(Dataset entries)
====
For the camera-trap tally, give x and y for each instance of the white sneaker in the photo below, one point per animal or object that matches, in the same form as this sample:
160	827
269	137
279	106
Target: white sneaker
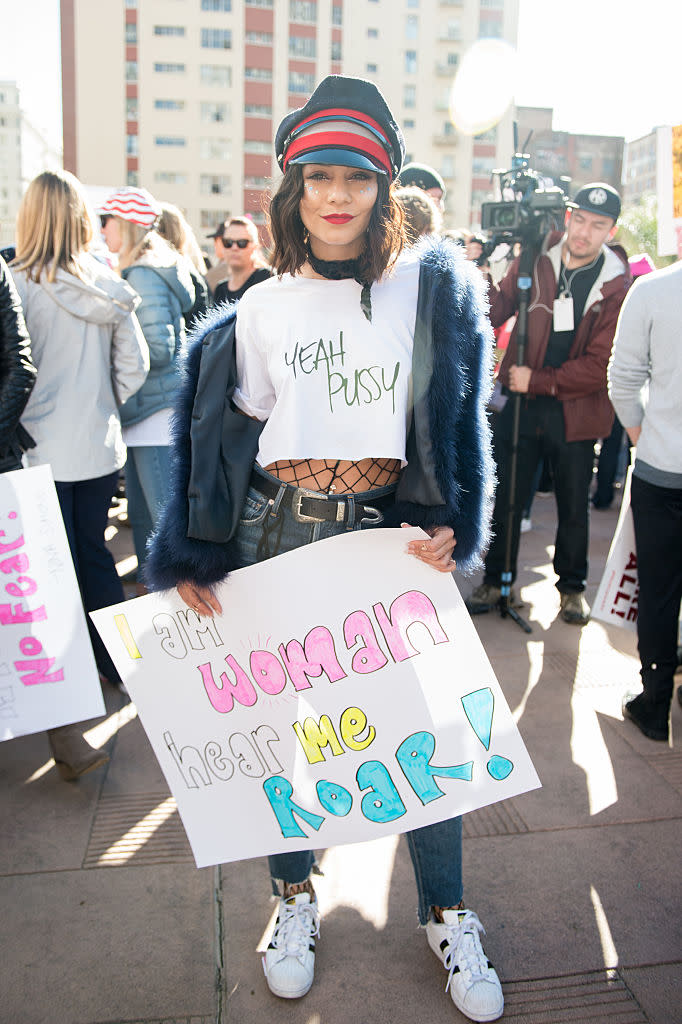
290	958
472	980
====
→ **Exercise details**
Exactly as they stand, set down all of the entries above, minus every picture.

→ **Response to the task**
For the camera-trap tally, give x and y for each instance of the white sneaker in the photo below, one point per animal or object that matches, in the same form as this sample:
160	827
269	137
279	106
Target: white sneaker
290	958
472	980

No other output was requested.